● **Exercise objective**
Recast the lines below as a Markdown table with two columns, "Row" holding a running row number and "Text" holding the line itself, leaving out any blank lines.

● **Supplied entries**
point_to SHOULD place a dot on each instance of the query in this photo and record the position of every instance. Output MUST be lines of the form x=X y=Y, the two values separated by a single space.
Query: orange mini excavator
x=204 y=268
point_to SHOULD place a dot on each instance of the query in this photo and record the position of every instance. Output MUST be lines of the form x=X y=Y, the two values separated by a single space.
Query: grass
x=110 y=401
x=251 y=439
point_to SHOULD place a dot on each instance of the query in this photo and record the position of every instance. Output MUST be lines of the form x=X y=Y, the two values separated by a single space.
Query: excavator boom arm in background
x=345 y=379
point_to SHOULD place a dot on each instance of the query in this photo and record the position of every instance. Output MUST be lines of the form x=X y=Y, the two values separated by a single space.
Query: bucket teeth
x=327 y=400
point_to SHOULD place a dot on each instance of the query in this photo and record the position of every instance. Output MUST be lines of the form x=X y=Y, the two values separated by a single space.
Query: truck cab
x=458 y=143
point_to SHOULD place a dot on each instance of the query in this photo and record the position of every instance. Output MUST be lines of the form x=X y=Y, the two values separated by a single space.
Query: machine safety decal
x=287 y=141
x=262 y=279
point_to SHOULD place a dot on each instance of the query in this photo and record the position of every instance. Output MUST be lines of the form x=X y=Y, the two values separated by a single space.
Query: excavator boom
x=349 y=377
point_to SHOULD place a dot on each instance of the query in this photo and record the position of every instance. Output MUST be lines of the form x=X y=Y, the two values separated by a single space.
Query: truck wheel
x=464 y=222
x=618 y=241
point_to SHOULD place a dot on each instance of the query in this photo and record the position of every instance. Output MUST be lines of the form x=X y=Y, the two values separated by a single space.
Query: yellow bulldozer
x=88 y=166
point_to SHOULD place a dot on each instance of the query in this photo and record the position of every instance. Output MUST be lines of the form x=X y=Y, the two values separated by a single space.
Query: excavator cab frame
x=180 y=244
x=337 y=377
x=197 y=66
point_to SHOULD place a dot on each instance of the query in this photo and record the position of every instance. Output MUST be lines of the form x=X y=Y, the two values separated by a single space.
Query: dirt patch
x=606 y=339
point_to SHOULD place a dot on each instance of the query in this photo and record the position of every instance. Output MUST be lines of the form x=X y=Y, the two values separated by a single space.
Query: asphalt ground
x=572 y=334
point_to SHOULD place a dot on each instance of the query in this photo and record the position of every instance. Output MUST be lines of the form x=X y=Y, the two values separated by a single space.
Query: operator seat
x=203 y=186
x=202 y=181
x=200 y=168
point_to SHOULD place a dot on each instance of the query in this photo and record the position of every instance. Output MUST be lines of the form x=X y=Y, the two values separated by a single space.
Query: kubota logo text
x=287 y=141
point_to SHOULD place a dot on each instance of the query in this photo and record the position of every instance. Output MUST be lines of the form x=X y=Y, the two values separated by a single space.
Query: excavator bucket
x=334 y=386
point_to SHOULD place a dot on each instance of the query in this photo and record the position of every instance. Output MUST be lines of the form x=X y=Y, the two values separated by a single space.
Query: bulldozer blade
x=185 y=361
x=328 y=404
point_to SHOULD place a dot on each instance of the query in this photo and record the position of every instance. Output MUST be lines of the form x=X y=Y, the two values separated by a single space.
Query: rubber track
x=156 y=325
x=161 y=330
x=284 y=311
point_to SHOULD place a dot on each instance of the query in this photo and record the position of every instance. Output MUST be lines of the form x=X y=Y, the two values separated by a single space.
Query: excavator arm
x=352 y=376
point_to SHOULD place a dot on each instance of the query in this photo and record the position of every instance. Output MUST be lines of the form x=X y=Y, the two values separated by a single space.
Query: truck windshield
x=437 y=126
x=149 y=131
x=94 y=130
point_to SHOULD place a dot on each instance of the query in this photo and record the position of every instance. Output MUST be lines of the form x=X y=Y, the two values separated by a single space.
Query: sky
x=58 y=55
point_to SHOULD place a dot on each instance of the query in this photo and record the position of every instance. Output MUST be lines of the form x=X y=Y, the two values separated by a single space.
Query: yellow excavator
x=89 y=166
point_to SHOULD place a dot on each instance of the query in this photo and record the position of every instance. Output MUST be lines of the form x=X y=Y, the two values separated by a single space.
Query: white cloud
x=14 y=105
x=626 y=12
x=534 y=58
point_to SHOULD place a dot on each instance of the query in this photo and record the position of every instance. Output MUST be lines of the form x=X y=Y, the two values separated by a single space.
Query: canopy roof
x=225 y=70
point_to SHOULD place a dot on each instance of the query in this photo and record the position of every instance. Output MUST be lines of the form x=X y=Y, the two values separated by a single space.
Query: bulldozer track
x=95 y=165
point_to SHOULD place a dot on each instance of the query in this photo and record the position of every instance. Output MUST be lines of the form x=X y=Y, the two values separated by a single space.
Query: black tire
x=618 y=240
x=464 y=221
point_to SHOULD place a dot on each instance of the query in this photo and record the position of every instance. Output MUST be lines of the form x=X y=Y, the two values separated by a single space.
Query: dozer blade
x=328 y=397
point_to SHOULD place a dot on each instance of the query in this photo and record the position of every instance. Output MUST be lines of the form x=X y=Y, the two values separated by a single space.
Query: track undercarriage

● **Answer for this exercise**
| Row | Text |
|---|---|
| 1 | point_to SHOULD place a dot on each instance of the query in this photo and record the position of every instance. Output MUST be lines of the form x=X y=Y, the two values separated by a single space. |
| 2 | Query: orange mini excavator |
| 3 | x=204 y=268 |
| 4 | point_to SHOULD place a dot on each instance of the query in this photo and record the position of every instance. Output MUST be lines of the form x=X y=Y, the two values separated by a single space. |
| 5 | Query: grass |
| 6 | x=110 y=401 |
| 7 | x=251 y=439 |
| 8 | point_to SHOULD place a dot on each instance of the query in this photo and record the position of every instance. Output MUST be lines of the form x=X y=Y, the two values separated by a single space. |
| 9 | Query: excavator boom arm in background |
| 10 | x=345 y=379 |
| 11 | point_to SHOULD place a dot on each instance of the query in this photo and record the position of every instance. Output MUST be lines of the form x=X y=Y, the two values separated by a single space. |
| 12 | Query: bucket teeth |
| 13 | x=327 y=400 |
| 14 | point_to SHOULD place a dot on each instance of the query in this photo and record the position of every instance. Output MUST be lines of the form x=X y=Y, the two values separated by a single space. |
| 15 | Query: truck cab |
| 16 | x=458 y=143 |
| 17 | point_to SHOULD place a dot on each instance of the query in this photo and record the position of every instance. Output MUST be lines of the form x=X y=Y, the two values separated by a single space. |
| 18 | Query: machine safety decal |
| 19 | x=287 y=141 |
| 20 | x=262 y=279 |
| 21 | point_to SHOULD place a dot on each instance of the query in this photo and record the position of every instance. Output MUST be lines of the form x=X y=Y, the two values separated by a single space. |
| 22 | Query: excavator boom |
| 23 | x=349 y=377 |
| 24 | point_to SHOULD place a dot on each instance of the query in this photo and record the position of every instance. Output MUST be lines of the form x=X y=Y, the two values separated by a single space. |
| 25 | Query: truck wheel |
| 26 | x=464 y=222 |
| 27 | x=618 y=241 |
| 28 | point_to SHOULD place a dot on each instance of the query in this photo and record the position of every instance. Output MUST be lines of the form x=X y=Y, the two values separated by a single space. |
| 29 | Query: yellow bulldozer |
| 30 | x=88 y=166 |
| 31 | point_to SHOULD place a dot on each instance of the query in this photo and record the position of every instance. Output MUST be lines of the form x=X y=Y, the two values separated by a single space. |
| 32 | Query: excavator cab frame |
| 33 | x=180 y=244 |
| 34 | x=337 y=377 |
| 35 | x=197 y=66 |
| 36 | point_to SHOULD place a dot on each instance of the query in this photo and record the position of every instance. Output MUST be lines of the form x=X y=Y, the two values separated by a single space. |
| 37 | Query: dirt patch |
| 38 | x=606 y=339 |
| 39 | point_to SHOULD place a dot on each instance of the query in this photo and record the position of every instance. Output MUST be lines of the form x=X y=Y, the two values separated by a single space. |
| 40 | Query: asphalt ground |
| 41 | x=572 y=334 |
| 42 | point_to SHOULD place a dot on each instance of the query in this photo and record the position of every instance. Output MUST be lines of the form x=X y=Y, the two values separated by a single space. |
| 43 | Query: operator seat |
| 44 | x=203 y=186 |
| 45 | x=202 y=181 |
| 46 | x=200 y=168 |
| 47 | point_to SHOULD place a dot on each instance of the query in this photo and record the position of every instance. Output MUST be lines of the form x=X y=Y, the two values separated by a single space. |
| 48 | Query: kubota logo text |
| 49 | x=287 y=141 |
| 50 | point_to SHOULD place a dot on each instance of the query in this photo and record the position of every instance. Output MUST be lines of the form x=X y=Y, the two values separated by a single space. |
| 51 | Query: excavator bucket |
| 52 | x=334 y=386 |
| 53 | point_to SHOULD place a dot on each instance of the query in this photo and record the position of every instance. Output MUST be lines of the form x=X y=Y, the two values separated by a single space. |
| 54 | Query: bulldozer blade |
| 55 | x=185 y=361 |
| 56 | x=328 y=404 |
| 57 | point_to SHOULD place a dot on each instance of the query in this photo and record the position of every instance. Output MUST be lines of the form x=X y=Y, the two values separated by a single space. |
| 58 | Query: rubber track |
| 59 | x=156 y=325 |
| 60 | x=161 y=330 |
| 61 | x=284 y=311 |
| 62 | point_to SHOULD place a dot on each instance of the query in this photo and record the position of every instance. Output MUST be lines of the form x=X y=Y, the two values separated by a single space. |
| 63 | Query: excavator arm |
| 64 | x=352 y=376 |
| 65 | point_to SHOULD place a dot on each instance of the query in this photo and record the position of every instance. Output MUST be lines of the form x=X y=Y, the two values separated by a single space. |
| 66 | Query: truck windshield |
| 67 | x=437 y=126 |
| 68 | x=149 y=131 |
| 69 | x=94 y=130 |
| 70 | point_to SHOULD place a dot on each instance of the query in this photo and record the position of every instance. Output MUST be lines of the form x=X y=Y, the two values separated by a single space. |
| 71 | Query: sky |
| 72 | x=58 y=55 |
| 73 | point_to SHOULD place a dot on each instance of the query in this photo and record the position of every instance. Output MUST be lines of the form x=X y=Y, the two values separated by a single space. |
| 74 | Query: yellow excavator |
| 75 | x=89 y=166 |
| 76 | point_to SHOULD place a dot on each instance of the query in this photo and record the position of every instance. Output MUST be lines of the form x=X y=Y, the two values separated by a single space. |
| 77 | Query: white cloud |
| 78 | x=14 y=105 |
| 79 | x=626 y=12 |
| 80 | x=534 y=58 |
| 81 | point_to SHOULD place a dot on each instance of the query in this photo and record the position of every instance. Output MUST be lines of the form x=X y=Y, the two values separated by a single space. |
| 82 | Query: canopy roof |
| 83 | x=225 y=70 |
| 84 | point_to SHOULD place a dot on each instance of the query in this photo and record the position of every instance. Output MUST be lines of the form x=X y=Y, the two values separated by a single space. |
| 85 | Query: bulldozer track |
| 86 | x=95 y=165 |
| 87 | point_to SHOULD place a dot on each instance of the query in this photo and record the position of every instance. Output MUST be lines of the form x=X y=Y, the two values separated by a single space. |
| 88 | Query: black tire |
| 89 | x=618 y=240 |
| 90 | x=464 y=221 |
| 91 | point_to SHOULD place a dot on each instance of the query in this photo and record the position of every instance. Output MUST be lines of the form x=X y=Y, the two values separated by a single space. |
| 92 | Query: dozer blade |
| 93 | x=328 y=397 |
| 94 | point_to SHOULD place a dot on each instance of the query in this photo and record the position of every instance. Output MUST be lines of the form x=X y=Y, the two values separated by a single space. |
| 95 | Query: track undercarriage |